Provided records:
———

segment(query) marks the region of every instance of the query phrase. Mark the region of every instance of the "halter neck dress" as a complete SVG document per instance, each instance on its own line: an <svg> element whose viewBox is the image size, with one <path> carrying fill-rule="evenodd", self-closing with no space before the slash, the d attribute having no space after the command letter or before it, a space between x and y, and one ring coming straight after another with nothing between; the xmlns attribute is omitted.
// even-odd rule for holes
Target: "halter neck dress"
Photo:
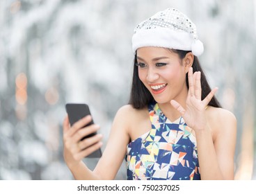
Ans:
<svg viewBox="0 0 256 194"><path fill-rule="evenodd" d="M127 147L127 179L200 179L196 139L181 116L171 122L150 104L152 129Z"/></svg>

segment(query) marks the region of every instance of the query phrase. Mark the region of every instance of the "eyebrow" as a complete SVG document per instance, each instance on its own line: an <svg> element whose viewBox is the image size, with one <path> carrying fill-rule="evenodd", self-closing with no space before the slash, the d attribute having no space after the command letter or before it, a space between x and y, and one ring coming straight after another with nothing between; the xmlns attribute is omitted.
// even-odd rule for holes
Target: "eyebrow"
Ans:
<svg viewBox="0 0 256 194"><path fill-rule="evenodd" d="M139 56L137 56L137 59L140 60L145 61L142 58L140 58ZM152 60L152 61L157 61L159 60L163 60L163 59L169 59L169 58L168 58L168 57L159 57L159 58L153 58Z"/></svg>

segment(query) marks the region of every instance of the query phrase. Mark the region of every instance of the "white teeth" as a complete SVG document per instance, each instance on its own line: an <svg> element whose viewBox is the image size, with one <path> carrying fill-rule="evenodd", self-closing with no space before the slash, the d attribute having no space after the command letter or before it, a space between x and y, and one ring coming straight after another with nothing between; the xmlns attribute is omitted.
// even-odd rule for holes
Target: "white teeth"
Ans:
<svg viewBox="0 0 256 194"><path fill-rule="evenodd" d="M166 84L160 85L152 85L152 86L151 86L151 88L152 89L159 89L162 87L164 87L166 85Z"/></svg>

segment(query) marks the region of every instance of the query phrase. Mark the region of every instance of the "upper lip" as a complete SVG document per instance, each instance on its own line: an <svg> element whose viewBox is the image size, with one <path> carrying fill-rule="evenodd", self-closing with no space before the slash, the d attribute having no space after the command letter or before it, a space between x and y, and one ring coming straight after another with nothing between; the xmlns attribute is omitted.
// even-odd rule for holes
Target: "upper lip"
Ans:
<svg viewBox="0 0 256 194"><path fill-rule="evenodd" d="M150 84L149 85L150 86L150 87L153 89L159 89L157 87L163 87L164 86L166 86L167 85L167 83L157 83L157 84Z"/></svg>

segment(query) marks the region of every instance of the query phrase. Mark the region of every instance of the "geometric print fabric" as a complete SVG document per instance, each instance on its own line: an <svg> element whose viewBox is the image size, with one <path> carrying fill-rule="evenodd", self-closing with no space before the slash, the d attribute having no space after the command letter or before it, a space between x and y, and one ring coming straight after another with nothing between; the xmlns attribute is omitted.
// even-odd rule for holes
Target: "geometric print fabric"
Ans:
<svg viewBox="0 0 256 194"><path fill-rule="evenodd" d="M152 129L127 147L127 179L200 179L191 129L182 116L171 122L157 103L148 110Z"/></svg>

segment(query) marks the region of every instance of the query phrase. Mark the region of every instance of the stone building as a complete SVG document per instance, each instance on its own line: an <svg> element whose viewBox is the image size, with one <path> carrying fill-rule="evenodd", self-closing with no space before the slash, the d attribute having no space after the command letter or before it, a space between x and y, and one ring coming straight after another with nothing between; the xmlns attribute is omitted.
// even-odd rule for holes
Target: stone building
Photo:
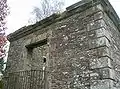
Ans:
<svg viewBox="0 0 120 89"><path fill-rule="evenodd" d="M120 89L119 17L82 0L8 36L5 89Z"/></svg>

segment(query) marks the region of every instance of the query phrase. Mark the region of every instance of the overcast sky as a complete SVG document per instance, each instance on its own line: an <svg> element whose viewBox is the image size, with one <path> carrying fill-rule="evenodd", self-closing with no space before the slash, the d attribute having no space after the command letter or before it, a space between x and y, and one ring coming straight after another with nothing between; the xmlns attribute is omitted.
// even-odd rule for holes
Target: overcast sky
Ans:
<svg viewBox="0 0 120 89"><path fill-rule="evenodd" d="M18 30L28 23L30 12L34 6L39 5L40 0L8 0L10 15L8 16L7 34ZM69 6L80 0L65 0L65 6ZM120 17L120 0L109 0Z"/></svg>

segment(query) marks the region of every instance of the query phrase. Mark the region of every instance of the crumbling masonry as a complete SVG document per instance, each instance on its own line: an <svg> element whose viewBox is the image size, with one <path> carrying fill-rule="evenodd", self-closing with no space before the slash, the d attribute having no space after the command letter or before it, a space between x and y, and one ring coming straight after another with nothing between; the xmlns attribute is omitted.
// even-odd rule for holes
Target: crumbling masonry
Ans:
<svg viewBox="0 0 120 89"><path fill-rule="evenodd" d="M82 0L8 36L5 89L120 89L119 17Z"/></svg>

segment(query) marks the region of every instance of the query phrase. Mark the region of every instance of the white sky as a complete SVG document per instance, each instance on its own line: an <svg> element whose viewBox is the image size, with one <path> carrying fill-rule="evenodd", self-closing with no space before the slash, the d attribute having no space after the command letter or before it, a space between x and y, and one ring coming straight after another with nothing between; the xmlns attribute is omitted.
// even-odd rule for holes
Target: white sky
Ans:
<svg viewBox="0 0 120 89"><path fill-rule="evenodd" d="M10 15L8 16L7 34L18 30L28 23L30 12L34 6L39 5L40 0L8 0ZM66 6L69 6L80 0L65 0ZM109 0L120 17L120 0Z"/></svg>

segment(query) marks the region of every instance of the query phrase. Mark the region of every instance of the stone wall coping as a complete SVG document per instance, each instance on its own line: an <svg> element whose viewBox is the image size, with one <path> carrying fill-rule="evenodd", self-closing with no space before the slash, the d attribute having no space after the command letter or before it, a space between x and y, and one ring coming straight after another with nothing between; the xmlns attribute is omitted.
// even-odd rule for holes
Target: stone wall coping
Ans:
<svg viewBox="0 0 120 89"><path fill-rule="evenodd" d="M109 18L113 21L115 26L120 31L120 29L119 29L120 19L108 0L82 0L82 1L79 1L71 6L67 7L66 11L64 11L62 14L52 14L51 16L49 16L39 22L36 22L33 25L24 26L24 27L20 28L19 30L15 31L14 33L9 34L7 36L8 40L10 42L15 41L21 37L29 35L37 30L41 30L42 28L47 27L57 21L68 18L69 16L74 15L75 13L82 12L82 11L84 11L90 7L93 7L94 5L98 5L98 4L101 4L103 6L104 11L107 13ZM39 29L36 29L38 26L39 26Z"/></svg>

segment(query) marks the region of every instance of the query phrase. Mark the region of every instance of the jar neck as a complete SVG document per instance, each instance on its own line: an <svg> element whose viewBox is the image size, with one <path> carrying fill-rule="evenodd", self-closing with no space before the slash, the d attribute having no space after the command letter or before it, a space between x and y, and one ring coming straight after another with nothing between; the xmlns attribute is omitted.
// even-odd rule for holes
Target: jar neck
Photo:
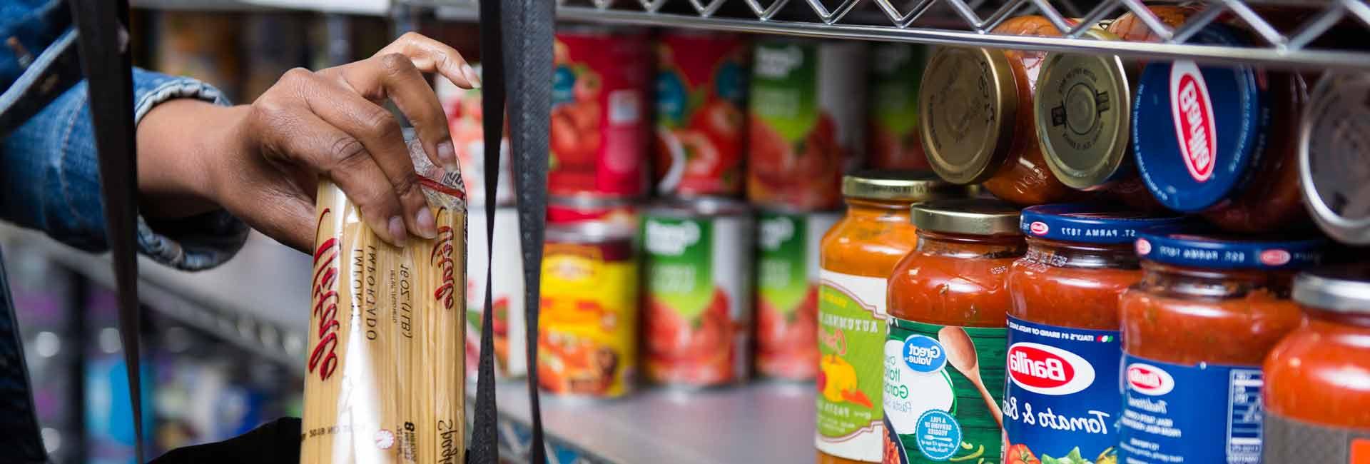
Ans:
<svg viewBox="0 0 1370 464"><path fill-rule="evenodd" d="M1052 267L1121 268L1141 266L1132 244L1077 244L1028 237L1028 261Z"/></svg>
<svg viewBox="0 0 1370 464"><path fill-rule="evenodd" d="M1267 290L1288 298L1293 282L1291 271L1211 270L1156 261L1141 261L1141 268L1137 285L1143 289L1185 297L1241 298L1255 290Z"/></svg>
<svg viewBox="0 0 1370 464"><path fill-rule="evenodd" d="M1022 235L967 235L918 230L919 253L960 259L1004 259L1022 256L1028 245Z"/></svg>

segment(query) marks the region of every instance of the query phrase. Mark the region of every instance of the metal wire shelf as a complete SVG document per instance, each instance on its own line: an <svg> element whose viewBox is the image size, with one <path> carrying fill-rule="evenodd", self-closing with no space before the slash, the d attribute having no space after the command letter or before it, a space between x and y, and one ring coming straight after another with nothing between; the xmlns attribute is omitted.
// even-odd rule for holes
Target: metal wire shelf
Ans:
<svg viewBox="0 0 1370 464"><path fill-rule="evenodd" d="M477 10L475 0L400 0L400 4L466 16ZM563 21L608 25L1370 70L1366 0L1208 0L1201 5L1201 12L1174 29L1141 0L559 0L556 14ZM1128 11L1163 41L1099 41L1081 36ZM1004 19L1029 14L1048 18L1063 36L991 33ZM1191 41L1218 21L1251 30L1256 44L1219 47ZM1329 34L1333 30L1334 38Z"/></svg>

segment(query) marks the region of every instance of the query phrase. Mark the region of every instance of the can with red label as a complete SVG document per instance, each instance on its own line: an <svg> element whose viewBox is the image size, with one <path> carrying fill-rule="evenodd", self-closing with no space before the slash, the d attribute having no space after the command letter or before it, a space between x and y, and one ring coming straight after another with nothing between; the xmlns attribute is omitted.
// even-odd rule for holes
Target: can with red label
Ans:
<svg viewBox="0 0 1370 464"><path fill-rule="evenodd" d="M548 190L611 197L647 193L647 34L562 27L552 51Z"/></svg>
<svg viewBox="0 0 1370 464"><path fill-rule="evenodd" d="M656 44L656 192L740 196L748 53L738 34L663 33Z"/></svg>
<svg viewBox="0 0 1370 464"><path fill-rule="evenodd" d="M747 198L841 207L843 174L860 167L866 151L866 44L766 38L754 51Z"/></svg>

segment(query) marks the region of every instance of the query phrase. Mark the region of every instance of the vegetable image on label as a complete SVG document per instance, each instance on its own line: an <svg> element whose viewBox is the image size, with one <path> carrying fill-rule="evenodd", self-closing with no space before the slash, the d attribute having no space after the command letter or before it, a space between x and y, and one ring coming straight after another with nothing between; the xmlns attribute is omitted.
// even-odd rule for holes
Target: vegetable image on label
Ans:
<svg viewBox="0 0 1370 464"><path fill-rule="evenodd" d="M1004 328L891 319L885 339L885 463L997 463Z"/></svg>

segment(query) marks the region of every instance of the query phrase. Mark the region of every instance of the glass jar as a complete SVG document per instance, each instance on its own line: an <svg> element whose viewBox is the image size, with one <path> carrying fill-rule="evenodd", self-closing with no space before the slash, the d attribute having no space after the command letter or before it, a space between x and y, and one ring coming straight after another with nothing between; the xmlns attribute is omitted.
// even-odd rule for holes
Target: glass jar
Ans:
<svg viewBox="0 0 1370 464"><path fill-rule="evenodd" d="M1322 244L1140 235L1141 282L1119 301L1119 463L1259 463L1260 363L1302 323L1289 281Z"/></svg>
<svg viewBox="0 0 1370 464"><path fill-rule="evenodd" d="M1001 457L1008 267L1018 209L986 198L912 207L918 246L889 276L885 463Z"/></svg>
<svg viewBox="0 0 1370 464"><path fill-rule="evenodd" d="M1019 16L996 34L1056 37L1047 18ZM1033 118L1045 52L941 47L923 71L919 136L941 178L980 183L996 197L1030 205L1078 193L1045 166Z"/></svg>
<svg viewBox="0 0 1370 464"><path fill-rule="evenodd" d="M1117 460L1118 296L1141 279L1137 231L1177 216L1085 204L1023 209L1028 255L1008 271L1008 379L1004 431L1010 456ZM1062 423L1029 411L1052 411Z"/></svg>
<svg viewBox="0 0 1370 464"><path fill-rule="evenodd" d="M1266 359L1265 461L1363 463L1370 459L1370 267L1299 274L1293 300L1308 320Z"/></svg>
<svg viewBox="0 0 1370 464"><path fill-rule="evenodd" d="M917 242L908 205L969 192L932 172L843 178L847 215L818 252L818 463L880 463L885 282Z"/></svg>
<svg viewBox="0 0 1370 464"><path fill-rule="evenodd" d="M1211 25L1189 41L1240 47L1248 36ZM1134 101L1137 168L1160 204L1238 233L1307 224L1295 144L1307 101L1300 75L1151 62Z"/></svg>

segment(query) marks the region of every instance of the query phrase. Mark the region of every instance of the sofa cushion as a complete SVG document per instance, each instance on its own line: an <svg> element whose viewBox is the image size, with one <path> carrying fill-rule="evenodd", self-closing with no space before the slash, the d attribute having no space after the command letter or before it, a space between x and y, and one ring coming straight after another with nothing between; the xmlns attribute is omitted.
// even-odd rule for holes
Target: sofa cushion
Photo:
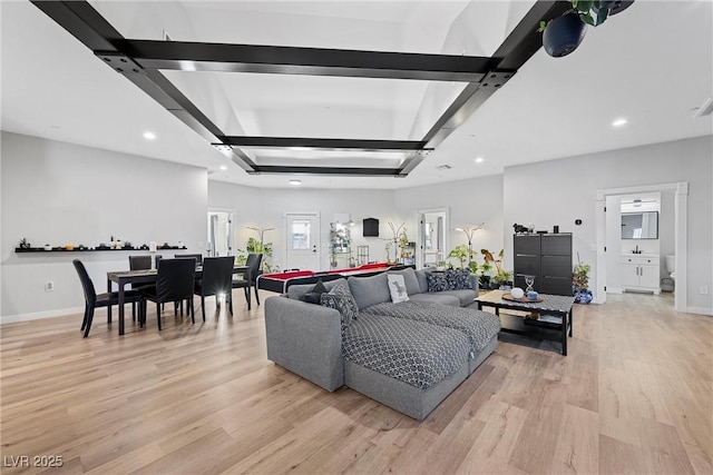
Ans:
<svg viewBox="0 0 713 475"><path fill-rule="evenodd" d="M360 309L367 308L370 305L391 301L389 283L387 281L387 275L383 273L370 277L352 276L348 281L349 289L354 296L354 300L356 300Z"/></svg>
<svg viewBox="0 0 713 475"><path fill-rule="evenodd" d="M345 359L421 389L467 364L469 346L462 331L381 315L360 317L342 342Z"/></svg>
<svg viewBox="0 0 713 475"><path fill-rule="evenodd" d="M460 307L460 299L448 291L427 291L426 294L417 294L409 297L409 300L423 301L426 304L450 305L451 307Z"/></svg>
<svg viewBox="0 0 713 475"><path fill-rule="evenodd" d="M446 273L428 273L426 280L428 281L428 291L443 291L449 289Z"/></svg>
<svg viewBox="0 0 713 475"><path fill-rule="evenodd" d="M326 290L331 290L334 288L335 285L338 284L346 284L346 279L345 278L339 278L335 280L329 280L329 281L323 281L324 287L326 288ZM307 291L312 290L314 288L314 284L296 284L296 285L292 285L290 287L287 287L287 297L290 298L294 298L294 299L299 299L302 295L306 294Z"/></svg>
<svg viewBox="0 0 713 475"><path fill-rule="evenodd" d="M460 307L467 307L473 303L476 297L478 297L478 293L476 290L466 289L466 290L443 290L442 294L445 296L456 297L459 300Z"/></svg>
<svg viewBox="0 0 713 475"><path fill-rule="evenodd" d="M468 336L471 357L485 348L500 331L500 318L495 314L414 300L373 305L361 314L361 318L369 318L372 315L424 321L462 331Z"/></svg>
<svg viewBox="0 0 713 475"><path fill-rule="evenodd" d="M387 275L400 275L403 276L403 283L406 284L406 291L409 295L420 294L421 286L419 284L419 279L416 277L416 270L411 267L407 267L406 269L400 270L389 270Z"/></svg>
<svg viewBox="0 0 713 475"><path fill-rule="evenodd" d="M322 279L318 280L314 287L310 289L310 291L300 296L300 300L306 301L307 304L316 304L320 305L322 303L322 294L329 291L326 287L324 287L324 283Z"/></svg>
<svg viewBox="0 0 713 475"><path fill-rule="evenodd" d="M446 280L448 281L449 290L466 290L472 289L470 281L470 271L468 270L446 270Z"/></svg>
<svg viewBox="0 0 713 475"><path fill-rule="evenodd" d="M322 305L339 311L342 316L342 330L359 316L359 308L346 284L338 284L332 290L322 294Z"/></svg>

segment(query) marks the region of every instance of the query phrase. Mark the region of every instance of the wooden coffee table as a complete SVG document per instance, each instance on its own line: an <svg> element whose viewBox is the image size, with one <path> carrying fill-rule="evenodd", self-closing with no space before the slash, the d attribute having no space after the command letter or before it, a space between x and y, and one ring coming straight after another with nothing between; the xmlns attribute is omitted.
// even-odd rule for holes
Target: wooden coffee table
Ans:
<svg viewBox="0 0 713 475"><path fill-rule="evenodd" d="M557 333L559 342L561 342L561 354L567 356L567 335L572 336L572 309L575 303L574 297L564 295L540 294L543 301L517 301L506 300L502 298L502 290L492 290L481 294L476 298L478 309L482 307L495 308L495 314L500 317L500 331L515 333L519 335L531 334L535 328L543 329L541 334L547 336L549 333ZM538 314L539 319L529 319L515 315L500 315L500 308L510 310L519 310L528 314ZM538 331L540 333L540 331ZM548 338L555 339L555 338Z"/></svg>

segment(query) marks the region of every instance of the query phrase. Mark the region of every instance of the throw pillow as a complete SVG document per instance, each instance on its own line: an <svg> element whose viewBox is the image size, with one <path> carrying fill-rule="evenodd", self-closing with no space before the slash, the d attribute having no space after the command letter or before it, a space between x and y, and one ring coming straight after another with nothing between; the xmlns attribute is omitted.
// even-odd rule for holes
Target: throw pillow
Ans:
<svg viewBox="0 0 713 475"><path fill-rule="evenodd" d="M322 279L320 279L316 281L314 287L300 296L300 300L306 301L307 304L320 305L322 303L322 294L324 294L325 291L326 287L324 287L324 283L322 281Z"/></svg>
<svg viewBox="0 0 713 475"><path fill-rule="evenodd" d="M428 291L448 290L446 273L428 273L426 275L426 280L428 283Z"/></svg>
<svg viewBox="0 0 713 475"><path fill-rule="evenodd" d="M332 290L322 294L322 305L324 307L334 308L342 316L342 328L349 327L352 320L359 316L359 307L356 300L349 291L349 287L344 284L338 284Z"/></svg>
<svg viewBox="0 0 713 475"><path fill-rule="evenodd" d="M387 274L387 279L389 280L391 301L394 304L407 301L409 294L406 291L406 280L403 280L403 276L399 274Z"/></svg>
<svg viewBox="0 0 713 475"><path fill-rule="evenodd" d="M446 280L448 280L449 290L471 289L470 273L468 270L446 270Z"/></svg>

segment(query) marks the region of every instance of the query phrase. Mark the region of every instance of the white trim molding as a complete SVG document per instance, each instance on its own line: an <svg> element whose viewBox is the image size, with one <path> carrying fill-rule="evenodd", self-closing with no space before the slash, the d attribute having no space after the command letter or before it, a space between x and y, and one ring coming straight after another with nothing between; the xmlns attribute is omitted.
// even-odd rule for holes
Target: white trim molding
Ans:
<svg viewBox="0 0 713 475"><path fill-rule="evenodd" d="M79 314L79 316L84 316L85 307L69 307L69 308L60 308L57 310L45 310L45 311L32 311L31 314L18 314L18 315L4 315L0 317L0 324L13 324L17 321L30 321L30 320L39 320L42 318L57 318L57 317L66 317L67 315ZM95 314L96 317L96 314ZM77 320L77 333L79 333L79 327L81 324L81 319Z"/></svg>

———

Stated goal:
Count the lines above that contain the word "shelf", matching case exactly, and give only the number.

Task output:
2